━━ Passage given
Awesome

Square Attack: a query-efficient black-box adversarial attack via random search

ECCV 2020

Maksym Andriushchenko*, Francesco Croce*, Nicolas Flammarion, Matthias Hein

EPFL, University of Tübingen

Paper: https://arxiv.org/abs/1912.00049

* denotes equal contribution

News

[Jul 2020] The paper is accepted at ECCV 2020! Please stop by our virtual poster for the latest insights in black-box adversarial attacks (also check out our recent preprint Sparse-RS paper where we use random search for sparse attacks).
[Mar 2020] Our attack is now part of AutoAttack, an ensemble of attacks used for automatic (i.e., no hyperparameter tuning needed) robustness evaluation. Table 2 in the AutoAttack paper shows that at least on 6 models our black-box attack outperforms gradient-based methods. Always useful to have a black-box attack to prevent inaccurate robustness claims!
[Mar 2020] We also achieve the best results on TRADES MNIST benchmark!
[Jan 2020] The Square Attack achieves the best results on MadryLab's MNIST challenge, outperforming all white-box attacks! In this case we used 50 random restarts of our attack, each with a query limit of 20000.
[Nov 2019] The Square Attack breaks the recently proposed defense from "Bandlimiting Neural Networks Against Adversarial Attacks" (https://github.com/robust-ml/robust-ml.github.io/issues/15).

Abstract

We propose the Square Attack, a score-based black-box L2- and Linf-adversarial attack that does not rely on local gradient information and thus is not affected by gradient masking. Square Attack is based on a randomized search scheme which selects localized square-shaped updates at random positions so that at each iteration the perturbation is situated approximately at the boundary of the feasible set. Our method is significantly more query efficient and achieves a higher success rate compared to the state-of-the-art methods, especially in the untargeted setting. In particular, on ImageNet we improve the average query efficiency in the untargeted setting for various deep networks by a factor of at least 1.8 and up to 3 compared to the recent state-of-the-art Linf-attack of Al-Dujaili & O’Reilly. Moreover, although our attack is black-box, it can also outperform gradient-based white-box attacks on the standard benchmarks achieving a new state-of-the-art in terms of the success rate.

The code of the Square Attack can be found in square_attack_linf(...) and square_attack_l2(...) in attack.py.
━━━━
## What to work on
• 1. Using the Square Attack project page above, decide whether each statement agrees with it. Answer yes or no for each, and quote the words from the page that settle it.
(a) The Square Attack relies on local gradient information.
(b) For MadryLab's MNIST challenge, each random restart of the attack had a query limit of 20000.
(c) The paper was accepted at ECCV 2020 in March 2020.
• 2. According to the Square Attack project page above, by what factor does the attack improve average query efficiency on ImageNet in the untargeted setting, compared to the Linf-attack of Al-Dujaili & O’Reilly?
• 3. Carry on writing the Square Attack project page from the point at which it stops.
━━ Given entries
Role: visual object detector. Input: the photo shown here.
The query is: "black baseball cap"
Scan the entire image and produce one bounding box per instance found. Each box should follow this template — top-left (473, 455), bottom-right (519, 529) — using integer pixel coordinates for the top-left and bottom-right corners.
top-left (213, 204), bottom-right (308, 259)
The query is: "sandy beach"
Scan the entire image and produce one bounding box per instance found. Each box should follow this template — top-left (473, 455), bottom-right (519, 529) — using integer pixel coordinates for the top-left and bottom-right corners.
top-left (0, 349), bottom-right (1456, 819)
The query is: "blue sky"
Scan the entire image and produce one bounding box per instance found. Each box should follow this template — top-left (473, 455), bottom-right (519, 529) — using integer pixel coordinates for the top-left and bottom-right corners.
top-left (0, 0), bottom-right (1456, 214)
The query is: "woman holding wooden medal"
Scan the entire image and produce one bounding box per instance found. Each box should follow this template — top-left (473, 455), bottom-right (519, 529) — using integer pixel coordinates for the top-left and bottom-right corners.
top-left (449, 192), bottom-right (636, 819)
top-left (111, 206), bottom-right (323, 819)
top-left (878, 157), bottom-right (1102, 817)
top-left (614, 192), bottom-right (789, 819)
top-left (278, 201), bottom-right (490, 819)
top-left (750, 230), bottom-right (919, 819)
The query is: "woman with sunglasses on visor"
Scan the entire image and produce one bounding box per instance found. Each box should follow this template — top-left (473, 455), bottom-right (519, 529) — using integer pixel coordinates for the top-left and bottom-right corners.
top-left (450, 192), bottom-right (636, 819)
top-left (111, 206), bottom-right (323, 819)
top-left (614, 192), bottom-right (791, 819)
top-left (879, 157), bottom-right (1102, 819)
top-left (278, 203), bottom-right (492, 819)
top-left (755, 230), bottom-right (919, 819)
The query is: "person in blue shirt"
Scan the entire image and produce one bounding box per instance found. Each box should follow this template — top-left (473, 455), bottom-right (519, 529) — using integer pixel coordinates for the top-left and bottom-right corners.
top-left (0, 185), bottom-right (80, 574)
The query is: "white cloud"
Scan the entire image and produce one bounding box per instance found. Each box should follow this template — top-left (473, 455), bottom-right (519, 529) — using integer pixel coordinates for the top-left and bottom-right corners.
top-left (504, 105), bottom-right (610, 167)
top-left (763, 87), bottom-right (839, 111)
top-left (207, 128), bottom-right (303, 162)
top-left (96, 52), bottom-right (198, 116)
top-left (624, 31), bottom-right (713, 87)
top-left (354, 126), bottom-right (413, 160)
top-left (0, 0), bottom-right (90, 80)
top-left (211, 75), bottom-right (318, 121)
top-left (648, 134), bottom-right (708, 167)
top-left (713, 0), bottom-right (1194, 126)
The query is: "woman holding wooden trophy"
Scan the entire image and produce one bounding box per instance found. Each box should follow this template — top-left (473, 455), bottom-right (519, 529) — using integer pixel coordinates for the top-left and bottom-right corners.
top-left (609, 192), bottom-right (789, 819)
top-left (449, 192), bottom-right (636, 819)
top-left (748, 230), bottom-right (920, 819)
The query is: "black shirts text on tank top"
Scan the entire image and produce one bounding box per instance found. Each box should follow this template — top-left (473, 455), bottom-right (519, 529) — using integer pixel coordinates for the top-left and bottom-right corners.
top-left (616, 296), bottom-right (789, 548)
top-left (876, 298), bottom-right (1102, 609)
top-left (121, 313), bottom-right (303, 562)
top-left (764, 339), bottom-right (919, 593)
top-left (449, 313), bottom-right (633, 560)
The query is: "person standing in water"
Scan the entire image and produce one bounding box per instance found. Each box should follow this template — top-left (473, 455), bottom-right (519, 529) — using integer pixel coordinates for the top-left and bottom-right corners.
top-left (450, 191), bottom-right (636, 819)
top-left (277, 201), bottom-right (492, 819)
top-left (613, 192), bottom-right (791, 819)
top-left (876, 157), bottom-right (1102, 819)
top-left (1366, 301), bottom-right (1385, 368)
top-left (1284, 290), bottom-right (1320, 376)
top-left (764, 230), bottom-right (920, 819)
━━━━
## Exercise results
• 1.
(a) No: "does not rely on local gradient information"
(b) Yes: "we used 50 random restarts of our attack, each with a query limit of 20000"
(c) No: "[Jul 2020] The paper is accepted at ECCV 2020!"

• 2. By a factor of at least 1.8 and up to 3.

• 3.
Below we show adversarial examples generated by our method for Linf and L2 perturbations:

About the paper

The general algorithm of the attack is extremely simple and relies on the random search algorithm: we try some update and accept it only if it helps to improve the loss:

The only thing we customize is the sampling distribution P (see the paper for details). The main idea behind the choice of the sampling distributions is that:

We start at the boundary of the feasible set with a good initialization that helps to improve the query efficiency (particularly for the Linf-attack).
Every iteration we stay at the boundary of the feasible set by changing squared-shaped regions of the image.

In the paper we also provide convergence analysis of a variant of our attack in the non-convex setting, and justify the main algorithmic choices such as modifying squares and using the same sign of the update.

This simple algorithm is sufficient to significantly outperform much more complex approaches in terms of the success rate and query efficiency:

Here are the complete success rate curves with respect to different number of queries. We note that the Square Attack also outperforms the competing approaches in the low-query regime.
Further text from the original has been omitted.